Aim of the exercise => Write every line out verbatim and omit the pictures.

Stored entries:
** Begin **

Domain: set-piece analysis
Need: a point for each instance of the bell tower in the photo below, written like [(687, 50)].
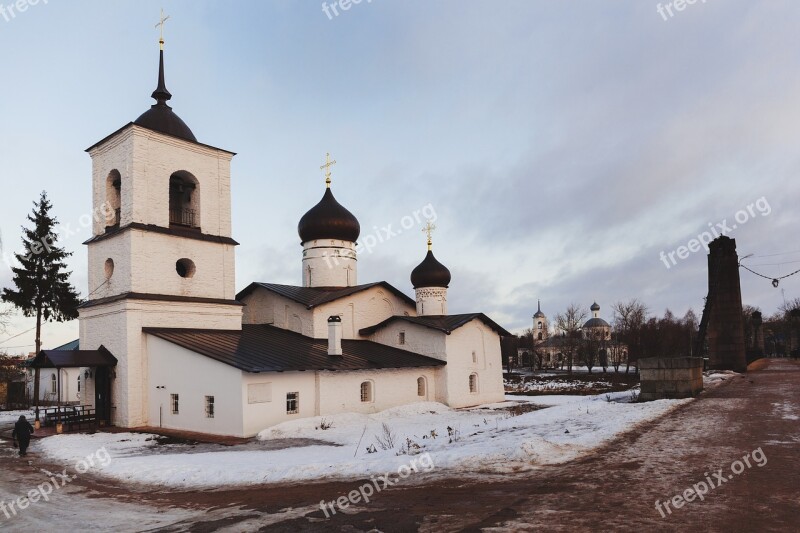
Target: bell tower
[(161, 252)]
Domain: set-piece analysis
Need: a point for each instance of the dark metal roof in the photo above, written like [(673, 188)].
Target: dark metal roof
[(328, 220), (72, 345), (445, 323), (314, 296), (160, 116), (175, 231), (430, 273), (596, 323), (158, 298), (264, 348), (73, 358)]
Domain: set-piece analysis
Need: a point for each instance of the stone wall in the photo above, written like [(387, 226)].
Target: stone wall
[(670, 377), (726, 346)]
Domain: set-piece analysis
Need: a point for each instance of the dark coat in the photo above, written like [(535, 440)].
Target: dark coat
[(22, 430)]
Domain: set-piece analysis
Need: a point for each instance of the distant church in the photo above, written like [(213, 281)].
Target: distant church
[(166, 342)]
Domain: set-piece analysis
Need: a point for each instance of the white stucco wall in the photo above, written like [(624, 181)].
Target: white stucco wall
[(452, 381), (330, 263), (144, 262), (485, 342), (145, 160), (118, 327), (341, 391), (175, 370), (258, 416)]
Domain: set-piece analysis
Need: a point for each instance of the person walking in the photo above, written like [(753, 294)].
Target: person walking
[(22, 435)]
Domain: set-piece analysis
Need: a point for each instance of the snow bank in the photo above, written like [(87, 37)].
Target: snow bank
[(488, 439)]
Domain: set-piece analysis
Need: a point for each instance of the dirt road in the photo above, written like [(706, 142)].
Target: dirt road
[(756, 417)]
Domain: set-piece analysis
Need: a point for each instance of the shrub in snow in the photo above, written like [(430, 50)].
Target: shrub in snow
[(387, 440)]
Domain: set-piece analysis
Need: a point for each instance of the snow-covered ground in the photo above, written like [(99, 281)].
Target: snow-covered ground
[(9, 417), (556, 385), (714, 378), (487, 440)]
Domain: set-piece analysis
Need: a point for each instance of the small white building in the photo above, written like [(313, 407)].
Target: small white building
[(70, 384), (192, 354)]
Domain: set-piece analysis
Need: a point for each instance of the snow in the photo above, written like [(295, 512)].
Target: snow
[(487, 439), (556, 385), (714, 378), (9, 417)]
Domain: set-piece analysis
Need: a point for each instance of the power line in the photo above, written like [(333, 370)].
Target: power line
[(774, 255), (18, 334)]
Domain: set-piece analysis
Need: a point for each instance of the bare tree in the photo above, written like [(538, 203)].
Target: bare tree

** End **

Output of the task =>
Domain: set-piece analysis
Need: a point for each instance of the bell tower in the photo below, written like [(687, 50)].
Target: bell tower
[(161, 252)]
Domain: set-piece analysis
Need: a point for each instance of the dark metal roof in the photo above, written like [(673, 188)].
Target: dark metal roof
[(328, 220), (72, 345), (445, 323), (314, 296), (160, 116), (175, 231), (430, 273), (596, 323), (158, 298), (264, 348), (73, 358)]
Domain: set-piece analysis
Need: a point for each instance of the stone wall in the photo above, written like [(387, 226)].
Target: stone wall
[(670, 377), (726, 346)]
Domain: set-piece analysis
Need: a point for each instance of the dark coat in the photo above, written like [(535, 440)].
Target: dark coat
[(22, 430)]
Domain: set-piece analysis
Need: a point for each instance of the distant church in the photo above, written like [(213, 281)].
Target: distant church
[(166, 342)]
Domain: set-piece analysis
Need: a point for each instance of the white stucco wall in the photo above, written like [(624, 181)].
Target: white stucco wall
[(452, 381), (330, 263), (144, 262), (485, 342), (145, 160), (118, 327), (341, 391), (175, 370), (258, 416)]
Domain: set-piece analysis
Need: a point for each instance of the person walking in the photo above, written like [(753, 294)].
Target: person walking
[(22, 435)]
Domain: set-piece analysis
Need: a point for each instance of the snow bank in the photo above, written like [(87, 37)].
Target: snow bank
[(488, 439)]
Domain: set-piece analysis
Need: a point for each instance of the dirt road in the photo above, written like [(706, 142)].
Target: dirt road
[(756, 417)]
Domain: set-piece analysis
Need: a point for each instance of the shrub in snow in the photo above, written like [(430, 50)].
Target: shrub in snow
[(387, 440)]
Domain: set-piece analysis
Need: a point for each instance of the snow-covered ground in the photo above, written like [(99, 281)].
Target: snow-covered ground
[(9, 417), (556, 385), (714, 378), (487, 440)]
Domain: set-piece analysis
Need: a point for each instance of the small white building in the photo above, written like [(313, 407)].
Target: small white building
[(70, 384), (192, 354)]
Domain: set-piece analysis
Need: a point for each instance of the snow in the photo above, written like [(295, 512)].
Target: snow
[(487, 439), (556, 385), (714, 378), (9, 417)]
Domain: set-piece analysis
Need: a point for each instance of the power line in the photo above, written like [(333, 370)].
Target: power line
[(774, 255), (18, 334)]
Domain: set-piece analysis
Need: a point for each instance of the bare tree in the photo above, written like [(538, 203)].
Target: bare tree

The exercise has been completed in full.